=== Verilen metin ===
▶

T.C. ADALET BAKANLIĞI’NA

Kamuoyunda Adnan Oktar davası olarak bilinen dosyada 11 Temmuz 2018 tarihinde yapılan operasyon ile müvekkil Adnan Oktar ile 200’e yakın kişi hakkında tutuklama kararı verilmiştir. 80’den fazla kişi 6 yılı aşkın süredir hala tutuklu bulunmaktadır. Söz konusu dosya kapsamında gerek basında gerek bazı çevrelerde çeşitli gerçekdışı iddialar yer almaktadır. Söz konusu iddialara bakıldığında ise tamamının kanunlara göre suç teşkil etmediği görülecektir.

“YAYINLARDA DANS DEKOLTE VARDI” SÖYLEMLERİNE CEVAP:

Müvekkil ve arkadaşlarına yapılan operasyonun sebebi söylemlerinin en başında, A9 Televizyonunun yayın politikası gelmektedir. Hatta operasyonun neredeyse ana sebebi olarak A9 Televizyonunda yer alan Adnan Oktar ile Canlı Sohbetler programı gösterilmektedir. “Ama o yayınlar, öyle dans dekolte olur mu, dindar insanlarda hem din anlatımı yapıyor hem de karşısında sarışın dekolteli kadınlar olur mu hiç, yayınlardaki görüntüler çok tepki aldı ondan oldu operasyon…” benzeri söylemlerle karşılaşılmaktadır. Öncelikle şunu belirtmek gerekir ki İslam dininde zorlama ve baskı yoktur:

DİNDE ZORLAMA (VE BASKI) YOKTUR. Şüphesiz, doğruluk (rüşd) sapıklıktan apaçık ayrılmıştır. Artık kim tağutu tanımayıp Allah'a inanırsa, o, sapasağlam bir kulpa yapışmıştır; bunun kopması yoktur. Allah, işitendir, bilendir.” (Bakara Suresi, 256)

◀

=== Talimat a ===
Aşağıdaki kayıtlarda "dock" dizesini içeren bütün satırları bulup aynen kopyalar mısın? Büyük ve küçük harf ayrımı dikkate alınmalıdır.

=== Verilen malzeme ===
▶

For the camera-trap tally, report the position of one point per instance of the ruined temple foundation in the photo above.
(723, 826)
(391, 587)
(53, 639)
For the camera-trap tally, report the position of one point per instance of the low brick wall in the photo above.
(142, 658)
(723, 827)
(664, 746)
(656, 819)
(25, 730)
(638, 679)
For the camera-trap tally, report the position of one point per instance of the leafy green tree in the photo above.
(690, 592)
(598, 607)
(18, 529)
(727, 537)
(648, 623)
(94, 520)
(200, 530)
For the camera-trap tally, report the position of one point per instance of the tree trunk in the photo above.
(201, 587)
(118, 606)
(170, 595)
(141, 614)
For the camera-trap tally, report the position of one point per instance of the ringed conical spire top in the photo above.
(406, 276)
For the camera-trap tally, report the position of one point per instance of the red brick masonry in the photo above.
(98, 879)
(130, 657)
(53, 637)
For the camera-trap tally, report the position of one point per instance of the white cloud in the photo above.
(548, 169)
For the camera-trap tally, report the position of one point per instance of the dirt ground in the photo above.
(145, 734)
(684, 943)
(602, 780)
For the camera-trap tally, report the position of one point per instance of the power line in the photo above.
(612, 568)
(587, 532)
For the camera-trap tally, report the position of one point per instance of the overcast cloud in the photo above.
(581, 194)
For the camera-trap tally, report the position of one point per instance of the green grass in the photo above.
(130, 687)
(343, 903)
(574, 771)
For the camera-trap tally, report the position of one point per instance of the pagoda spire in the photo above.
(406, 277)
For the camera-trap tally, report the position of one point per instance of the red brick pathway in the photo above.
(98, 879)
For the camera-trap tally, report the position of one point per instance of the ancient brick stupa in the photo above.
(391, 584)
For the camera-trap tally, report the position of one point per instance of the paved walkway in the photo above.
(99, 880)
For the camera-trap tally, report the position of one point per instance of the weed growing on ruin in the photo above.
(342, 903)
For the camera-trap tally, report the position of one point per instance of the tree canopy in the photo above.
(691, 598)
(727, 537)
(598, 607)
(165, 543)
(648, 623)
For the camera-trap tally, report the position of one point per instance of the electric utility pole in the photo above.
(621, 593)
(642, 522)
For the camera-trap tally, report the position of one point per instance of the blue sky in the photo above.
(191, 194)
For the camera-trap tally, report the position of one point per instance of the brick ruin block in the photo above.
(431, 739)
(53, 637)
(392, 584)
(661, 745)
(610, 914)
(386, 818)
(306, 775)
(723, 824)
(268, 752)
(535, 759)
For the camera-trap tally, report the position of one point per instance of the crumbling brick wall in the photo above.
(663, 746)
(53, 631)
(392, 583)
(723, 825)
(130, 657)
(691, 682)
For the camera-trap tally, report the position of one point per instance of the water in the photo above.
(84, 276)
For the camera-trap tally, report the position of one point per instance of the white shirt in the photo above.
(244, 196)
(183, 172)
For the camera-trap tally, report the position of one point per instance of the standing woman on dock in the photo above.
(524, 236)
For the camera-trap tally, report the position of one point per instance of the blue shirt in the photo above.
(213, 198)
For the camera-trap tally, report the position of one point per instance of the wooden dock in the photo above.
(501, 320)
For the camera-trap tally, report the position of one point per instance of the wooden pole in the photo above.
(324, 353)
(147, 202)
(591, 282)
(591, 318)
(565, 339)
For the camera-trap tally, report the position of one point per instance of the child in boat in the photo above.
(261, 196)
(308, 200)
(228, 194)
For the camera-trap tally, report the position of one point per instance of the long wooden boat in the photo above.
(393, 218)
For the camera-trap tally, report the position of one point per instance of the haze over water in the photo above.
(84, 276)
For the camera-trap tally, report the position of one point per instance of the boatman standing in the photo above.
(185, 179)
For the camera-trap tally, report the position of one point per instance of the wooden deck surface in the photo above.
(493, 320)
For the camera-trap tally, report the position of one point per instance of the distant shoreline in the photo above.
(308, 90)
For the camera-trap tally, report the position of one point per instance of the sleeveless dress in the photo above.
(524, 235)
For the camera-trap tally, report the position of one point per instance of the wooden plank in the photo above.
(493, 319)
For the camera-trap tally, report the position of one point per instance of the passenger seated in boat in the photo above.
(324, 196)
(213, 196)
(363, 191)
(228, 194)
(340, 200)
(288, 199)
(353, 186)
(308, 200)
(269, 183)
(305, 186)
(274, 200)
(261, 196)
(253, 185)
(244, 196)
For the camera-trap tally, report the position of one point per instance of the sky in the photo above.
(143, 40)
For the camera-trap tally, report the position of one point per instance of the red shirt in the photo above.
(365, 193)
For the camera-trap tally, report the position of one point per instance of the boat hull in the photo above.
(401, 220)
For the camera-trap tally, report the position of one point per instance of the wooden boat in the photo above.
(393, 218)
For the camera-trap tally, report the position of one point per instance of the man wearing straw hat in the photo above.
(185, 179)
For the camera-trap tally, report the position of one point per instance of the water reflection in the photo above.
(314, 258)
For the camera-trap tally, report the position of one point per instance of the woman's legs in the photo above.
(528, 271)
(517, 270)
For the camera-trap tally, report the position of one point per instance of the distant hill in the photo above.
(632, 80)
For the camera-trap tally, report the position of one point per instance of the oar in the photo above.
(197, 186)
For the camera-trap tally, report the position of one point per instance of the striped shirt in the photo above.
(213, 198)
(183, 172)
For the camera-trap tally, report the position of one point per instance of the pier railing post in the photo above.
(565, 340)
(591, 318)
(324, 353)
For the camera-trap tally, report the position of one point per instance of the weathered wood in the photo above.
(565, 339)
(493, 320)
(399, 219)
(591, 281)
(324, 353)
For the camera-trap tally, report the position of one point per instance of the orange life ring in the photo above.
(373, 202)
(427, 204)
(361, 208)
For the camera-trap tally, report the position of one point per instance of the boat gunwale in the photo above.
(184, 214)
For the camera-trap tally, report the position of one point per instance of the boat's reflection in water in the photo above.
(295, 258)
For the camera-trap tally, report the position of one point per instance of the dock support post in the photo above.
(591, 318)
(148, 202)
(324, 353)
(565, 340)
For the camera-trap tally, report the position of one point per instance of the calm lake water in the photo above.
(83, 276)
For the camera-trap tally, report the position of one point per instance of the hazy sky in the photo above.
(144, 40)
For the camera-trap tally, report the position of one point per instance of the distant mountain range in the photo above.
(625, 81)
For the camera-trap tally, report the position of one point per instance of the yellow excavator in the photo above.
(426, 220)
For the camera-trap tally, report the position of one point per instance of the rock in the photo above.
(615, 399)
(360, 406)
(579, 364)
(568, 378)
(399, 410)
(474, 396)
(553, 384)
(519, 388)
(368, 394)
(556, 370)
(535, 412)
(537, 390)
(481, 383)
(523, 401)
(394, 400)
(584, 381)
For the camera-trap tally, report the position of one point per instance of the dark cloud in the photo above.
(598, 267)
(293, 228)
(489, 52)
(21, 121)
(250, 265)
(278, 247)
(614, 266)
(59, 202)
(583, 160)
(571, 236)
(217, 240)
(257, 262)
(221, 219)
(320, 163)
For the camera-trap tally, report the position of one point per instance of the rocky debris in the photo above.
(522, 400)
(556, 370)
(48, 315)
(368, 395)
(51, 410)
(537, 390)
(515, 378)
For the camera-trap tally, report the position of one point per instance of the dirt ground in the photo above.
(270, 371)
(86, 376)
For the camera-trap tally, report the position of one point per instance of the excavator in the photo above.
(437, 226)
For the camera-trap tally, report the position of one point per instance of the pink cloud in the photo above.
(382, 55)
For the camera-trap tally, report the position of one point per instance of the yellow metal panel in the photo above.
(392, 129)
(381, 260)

◀

=== Talimat b ===
Adnan Oktar davasıyla ilgili olarak Adalet Bakanlığı'na yazılan yukarıdaki metni, gösterilen son cümleden sonra devam ettirir misin?

=== Alıştırma cevabı a ===
For the camera-trap tally, report the position of one point per instance of the standing woman on dock in the photo above.
For the camera-trap tally, report the position of one point per instance of the wooden dock in the photo above.
For the camera-trap tally, report the position of one point per instance of the dock support post in the photo above.

=== Alıştırma cevabı b ===
            KURAN’A GÖRE; HİÇBİR KADINA GİYİMİ SEBEBİYLE SIKINTI, EZİYET, CEZA VERİLEMEZ. ALLAH KURAN’DA MÜSLÜMAN KADININ GİYİMİNİ TARİF ETMİŞ FAKAT AKSİ DURUMDA İNSANLARA (MÜSLÜMANLARA) TANINAN HERHANGİ BİR YAPTIRIMDAN BAHSEDİLMEMİŞTİR. Kuran’da genel hakim anlatım, baskıdan kaçınma ve özgürlüklerden taraftır.

“Ve de ki: 'Hak Rabbinizdendir; artık dileyen iman etsin, dileyen inkâr etsin.“ (Kehf Suresi, 29)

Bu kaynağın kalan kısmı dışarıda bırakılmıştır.